▶ _TASK REQUIREMENTS_
Please print only the top portion of the entries below, ending with the line that contains "Target: white background", exactly as written.

▶ _GIVEN ENTRIES_

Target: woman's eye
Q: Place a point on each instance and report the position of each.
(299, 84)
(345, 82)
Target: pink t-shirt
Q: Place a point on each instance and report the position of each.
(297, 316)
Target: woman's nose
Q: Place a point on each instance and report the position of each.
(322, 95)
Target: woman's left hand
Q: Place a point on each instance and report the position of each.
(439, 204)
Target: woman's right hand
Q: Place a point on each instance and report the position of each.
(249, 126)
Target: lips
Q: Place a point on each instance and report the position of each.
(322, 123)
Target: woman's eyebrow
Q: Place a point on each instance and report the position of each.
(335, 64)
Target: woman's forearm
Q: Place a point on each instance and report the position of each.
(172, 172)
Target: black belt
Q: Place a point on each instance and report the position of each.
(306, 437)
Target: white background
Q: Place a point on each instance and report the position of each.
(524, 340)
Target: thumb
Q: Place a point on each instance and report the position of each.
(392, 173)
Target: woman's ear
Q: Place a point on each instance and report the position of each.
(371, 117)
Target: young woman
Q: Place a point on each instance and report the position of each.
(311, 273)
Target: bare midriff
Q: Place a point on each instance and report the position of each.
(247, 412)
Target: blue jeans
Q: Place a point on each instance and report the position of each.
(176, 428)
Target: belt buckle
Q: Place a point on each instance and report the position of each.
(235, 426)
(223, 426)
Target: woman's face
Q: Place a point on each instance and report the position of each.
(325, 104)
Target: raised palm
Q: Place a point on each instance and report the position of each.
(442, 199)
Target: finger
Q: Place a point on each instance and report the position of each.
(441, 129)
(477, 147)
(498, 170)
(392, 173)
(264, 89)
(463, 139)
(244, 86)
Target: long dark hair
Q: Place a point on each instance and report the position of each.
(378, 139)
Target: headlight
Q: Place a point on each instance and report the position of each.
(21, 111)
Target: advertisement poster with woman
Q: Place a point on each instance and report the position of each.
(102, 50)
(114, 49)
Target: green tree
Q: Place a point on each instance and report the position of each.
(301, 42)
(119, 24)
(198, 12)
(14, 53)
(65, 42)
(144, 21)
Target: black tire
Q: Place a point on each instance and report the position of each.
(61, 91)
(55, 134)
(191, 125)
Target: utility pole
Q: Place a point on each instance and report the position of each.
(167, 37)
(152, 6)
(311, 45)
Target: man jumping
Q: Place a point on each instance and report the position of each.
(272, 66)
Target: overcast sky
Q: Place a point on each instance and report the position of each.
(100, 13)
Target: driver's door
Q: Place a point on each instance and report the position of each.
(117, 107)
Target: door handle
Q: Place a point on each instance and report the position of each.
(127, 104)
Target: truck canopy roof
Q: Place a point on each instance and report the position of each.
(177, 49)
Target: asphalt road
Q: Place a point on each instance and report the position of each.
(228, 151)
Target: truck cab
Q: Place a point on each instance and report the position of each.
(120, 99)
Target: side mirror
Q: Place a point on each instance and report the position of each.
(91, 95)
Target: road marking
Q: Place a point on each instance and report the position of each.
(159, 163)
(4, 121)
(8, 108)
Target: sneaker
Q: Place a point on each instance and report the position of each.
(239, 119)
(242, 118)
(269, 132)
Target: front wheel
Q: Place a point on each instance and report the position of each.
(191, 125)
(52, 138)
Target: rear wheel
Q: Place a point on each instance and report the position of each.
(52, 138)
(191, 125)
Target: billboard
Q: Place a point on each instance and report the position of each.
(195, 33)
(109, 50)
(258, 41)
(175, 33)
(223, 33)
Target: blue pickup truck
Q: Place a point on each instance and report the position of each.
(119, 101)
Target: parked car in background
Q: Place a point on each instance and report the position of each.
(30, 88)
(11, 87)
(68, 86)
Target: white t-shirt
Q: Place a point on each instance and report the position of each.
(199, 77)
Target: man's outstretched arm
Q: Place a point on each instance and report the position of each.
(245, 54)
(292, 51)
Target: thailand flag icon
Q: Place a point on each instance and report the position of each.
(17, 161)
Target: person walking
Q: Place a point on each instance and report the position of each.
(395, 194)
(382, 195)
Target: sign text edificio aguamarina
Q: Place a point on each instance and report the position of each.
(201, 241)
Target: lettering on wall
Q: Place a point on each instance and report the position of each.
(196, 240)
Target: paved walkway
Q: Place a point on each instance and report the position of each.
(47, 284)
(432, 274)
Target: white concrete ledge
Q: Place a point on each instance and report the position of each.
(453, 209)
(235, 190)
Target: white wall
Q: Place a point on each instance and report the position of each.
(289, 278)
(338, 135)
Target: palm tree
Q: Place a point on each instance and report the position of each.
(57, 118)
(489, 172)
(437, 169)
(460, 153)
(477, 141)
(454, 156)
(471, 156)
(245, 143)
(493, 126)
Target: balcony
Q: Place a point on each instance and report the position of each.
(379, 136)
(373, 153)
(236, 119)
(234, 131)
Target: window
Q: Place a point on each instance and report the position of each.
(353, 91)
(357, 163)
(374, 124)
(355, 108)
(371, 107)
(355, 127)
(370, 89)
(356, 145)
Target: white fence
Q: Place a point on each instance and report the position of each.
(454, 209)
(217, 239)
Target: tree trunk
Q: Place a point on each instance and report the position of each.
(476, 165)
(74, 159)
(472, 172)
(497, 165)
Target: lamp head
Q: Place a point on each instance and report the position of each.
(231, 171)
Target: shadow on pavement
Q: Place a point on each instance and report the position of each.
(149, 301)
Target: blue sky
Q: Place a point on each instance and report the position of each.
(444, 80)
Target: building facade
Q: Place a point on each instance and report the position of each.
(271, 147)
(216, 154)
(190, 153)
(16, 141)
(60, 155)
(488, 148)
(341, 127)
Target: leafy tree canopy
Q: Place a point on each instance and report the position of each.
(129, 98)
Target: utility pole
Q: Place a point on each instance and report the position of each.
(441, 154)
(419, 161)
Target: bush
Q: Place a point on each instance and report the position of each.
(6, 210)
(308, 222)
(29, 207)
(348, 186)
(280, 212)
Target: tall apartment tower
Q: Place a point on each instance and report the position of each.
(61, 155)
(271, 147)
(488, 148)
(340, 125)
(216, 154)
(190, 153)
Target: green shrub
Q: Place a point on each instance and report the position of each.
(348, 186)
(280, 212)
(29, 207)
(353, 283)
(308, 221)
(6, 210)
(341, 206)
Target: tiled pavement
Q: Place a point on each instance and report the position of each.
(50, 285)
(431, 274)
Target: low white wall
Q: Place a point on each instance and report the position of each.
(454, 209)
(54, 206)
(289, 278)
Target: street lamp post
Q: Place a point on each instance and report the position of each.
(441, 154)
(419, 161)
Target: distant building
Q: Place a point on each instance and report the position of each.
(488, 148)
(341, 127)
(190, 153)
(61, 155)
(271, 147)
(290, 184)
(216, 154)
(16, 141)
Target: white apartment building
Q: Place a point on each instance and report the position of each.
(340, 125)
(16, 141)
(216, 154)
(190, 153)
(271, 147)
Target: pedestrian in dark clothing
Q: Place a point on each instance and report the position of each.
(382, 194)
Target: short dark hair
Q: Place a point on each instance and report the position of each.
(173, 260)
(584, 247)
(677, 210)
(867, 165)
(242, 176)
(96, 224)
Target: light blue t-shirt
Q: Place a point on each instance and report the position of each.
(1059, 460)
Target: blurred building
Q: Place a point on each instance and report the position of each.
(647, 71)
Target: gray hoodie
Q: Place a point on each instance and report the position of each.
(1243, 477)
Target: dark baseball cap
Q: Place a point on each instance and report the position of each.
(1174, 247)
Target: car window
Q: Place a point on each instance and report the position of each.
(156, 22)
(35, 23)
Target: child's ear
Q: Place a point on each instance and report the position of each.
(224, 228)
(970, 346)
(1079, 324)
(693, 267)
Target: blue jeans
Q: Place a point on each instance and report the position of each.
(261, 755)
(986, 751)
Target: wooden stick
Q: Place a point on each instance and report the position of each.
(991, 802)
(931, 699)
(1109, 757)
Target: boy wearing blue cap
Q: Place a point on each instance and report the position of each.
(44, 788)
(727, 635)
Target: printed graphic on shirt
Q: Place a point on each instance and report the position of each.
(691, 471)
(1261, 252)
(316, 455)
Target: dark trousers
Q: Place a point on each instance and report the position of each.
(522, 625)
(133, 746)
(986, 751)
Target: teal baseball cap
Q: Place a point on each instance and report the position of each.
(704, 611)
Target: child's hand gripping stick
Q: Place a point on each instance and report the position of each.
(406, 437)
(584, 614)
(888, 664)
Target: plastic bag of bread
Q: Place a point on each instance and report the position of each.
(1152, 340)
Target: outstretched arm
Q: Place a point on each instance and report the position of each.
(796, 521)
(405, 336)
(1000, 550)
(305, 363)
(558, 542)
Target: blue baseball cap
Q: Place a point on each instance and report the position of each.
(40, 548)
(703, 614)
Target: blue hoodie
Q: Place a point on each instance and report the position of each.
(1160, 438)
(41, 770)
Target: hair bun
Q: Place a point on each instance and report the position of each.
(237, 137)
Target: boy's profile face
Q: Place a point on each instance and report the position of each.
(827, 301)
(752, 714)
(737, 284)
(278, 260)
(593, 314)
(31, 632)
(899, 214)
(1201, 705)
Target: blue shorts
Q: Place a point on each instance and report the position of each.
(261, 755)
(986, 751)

▶ _WORKED SOLUTION_
Target: woman's eye
Q: Place a point on each instance and report the position of each.
(299, 84)
(345, 82)
Target: pink t-shirt
Q: Place a point on each instance and report the position of each.
(297, 316)
Target: woman's nose
Q: Place a point on each instance and report the position of each.
(322, 95)
Target: woman's left hand
Q: Place a point on each instance and report the position of each.
(439, 204)
Target: woman's right hand
Q: Place a point on each instance and report the position of each.
(249, 126)
Target: lips
Q: Place a point on each instance and report the position of each.
(322, 123)
Target: woman's eyebrow
Q: Place a point on each instance and report the position of each.
(335, 64)
Target: woman's forearm
Q: Place a point on each instance and report the position of each.
(172, 172)
Target: black belt
Q: Place a point on each instance and report the position of each.
(306, 437)
Target: white background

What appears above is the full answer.